◆ **PASSAGE SHOWN**:
Reginald Scott roams Bolton Hill every morning to keep us informed

Reginald Scott

Neighbors is an occasional series, profiles of people who live or work in Bolton Hill, showing the talent and diversity of those among us. Nominations are welcome; email bulletin@boltonhillmd.org.

If you’re a newspaper reader and you hear someone hurrying along on your front sidewalk or near your steps in the dark at 4:30 or 5 a.m., be glad that he is there.

Reginald Scott, 47, has been delivering the Baltimore Sun seven days a week in the early morning for 18 years now. His route previously included about half of Bolton Hill but for the past year and going forward he delivers papers to all of Bolton Hill and a swath of the city that stretches west and also takes him into southwest Baltimore.

He delivers The Sun, but also the New York Times, Washington Post, Wall Street Journal, Financial Times and USA Today. In Bolton Hill and one other neighborhood, down around Pigtown, he says, many of his customers get two or even three of the papers, especially on weekends, when his delivery day is longer and more complicated. The New York Times is the most in demand after The Sun. In some neighborhoods, demand for any newspaper is sparse, with only two or three customers.

“I get up at 2 a.m., feed my dogs and take them walking, then leave for the warehouse at 3. I pick up my papers there and then get started. I bag and sort them in the car, not at the warehouse,” he said. The distributors for whom Scott works provide the plastic weather bags into which each paper is wrapped. “I pay for my gas and provide the vehicle,” he said.

Often, he has brought his Bullmastiff, Bruno, along with him. He breeds dogs and has two Bullmastiff puppies for sale at the moment. On weekdays the deliveries take about four hours; on Sundays it stretches to six. Then he heads to his home in West Baltimore. Weekdays he takes his nine-year-old son to school and tries for a quick nap before heading to his second job. He’s a grill cook at the Cracker Barrel restaurant near Thurgood Marshall BWI airport.

That second job can add up to as many as 35 hours in seasonal weather, but these days it is only 20 hours a week. He has worked there for five years. “I love to cook,” he said. For a dozen years earlier, he was manager at a McDonalds, but the long hours conflicted with his need to support his daughter (and now his son) in school activities. The daughter, 22, works with her mother at a federal agency.

◆ **TASK INSTRUCTIONS**:
1. According to the Reginald Scott profile, which newspaper is most in demand after The Sun?
2. Recast the paragraph of the Reginald Scott profile beginning "He delivers The Sun, but also" as a short bulleted list that keeps its main facts.
3. Resume the Reginald Scott profile, starting right after its final sentence.

Records from a data source

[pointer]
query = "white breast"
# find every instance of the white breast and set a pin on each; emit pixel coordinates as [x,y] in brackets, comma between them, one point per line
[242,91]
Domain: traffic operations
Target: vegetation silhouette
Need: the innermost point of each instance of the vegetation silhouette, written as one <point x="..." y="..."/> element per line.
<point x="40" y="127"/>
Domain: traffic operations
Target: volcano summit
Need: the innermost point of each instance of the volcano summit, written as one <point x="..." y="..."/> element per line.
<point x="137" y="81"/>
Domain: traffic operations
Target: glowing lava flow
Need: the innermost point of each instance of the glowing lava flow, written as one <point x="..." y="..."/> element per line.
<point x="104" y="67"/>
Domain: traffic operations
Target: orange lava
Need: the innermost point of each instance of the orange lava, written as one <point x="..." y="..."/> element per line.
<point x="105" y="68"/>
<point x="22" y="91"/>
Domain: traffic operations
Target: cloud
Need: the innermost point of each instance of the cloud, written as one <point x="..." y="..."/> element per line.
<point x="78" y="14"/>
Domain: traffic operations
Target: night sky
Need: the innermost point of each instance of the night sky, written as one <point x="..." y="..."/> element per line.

◆ **YOUR WRITTEN ANSWERS**:
1. The New York Times.

2.
- Papers delivered: The Sun, the New York Times, Washington Post, Wall Street Journal, Financial Times and USA Today.
- In Bolton Hill and a neighborhood near Pigtown, many customers take two or three papers, especially on weekends, when his delivery day is longer and more complicated.
- The New York Times is the most requested after The Sun.
- Some neighborhoods have only two or three customers for any paper.

3.
A Baltimore native, Scott is a graduate of Woodlawn High School in the county. He followed his brother into newspaper deliveries, initially delivering on a bicycle. He likes the work routine, except for inclement weather. He said he usually starts his deliveries in the Bolton Hill area because people get up early and, before the pandemic, many left for work or the MARC train early. He tries to do south Baltimore later, he said, because if he leaves papers on the steps there too early, they disappear.

“They take them, and they read them. I actually caught a guy a couple of times there stealing papers. I told him, ‘You see me most days. Just ask and if I have an extra paper, I will give it to you.’”

Cutbacks in the quality and the size of the Baltimore Sun, a once-great newspaper now in serious decline, has led to a loss of subscribers and, for Scott, revenue. He said he once could count on $900 a week from his deliveries but it has dropped down to below $600. Once the competing new Baltimore Banner starts up that could cut his revenue further. All of the papers, including The Sun, now are printed in Delaware. Until last month they were produced in south Baltimore.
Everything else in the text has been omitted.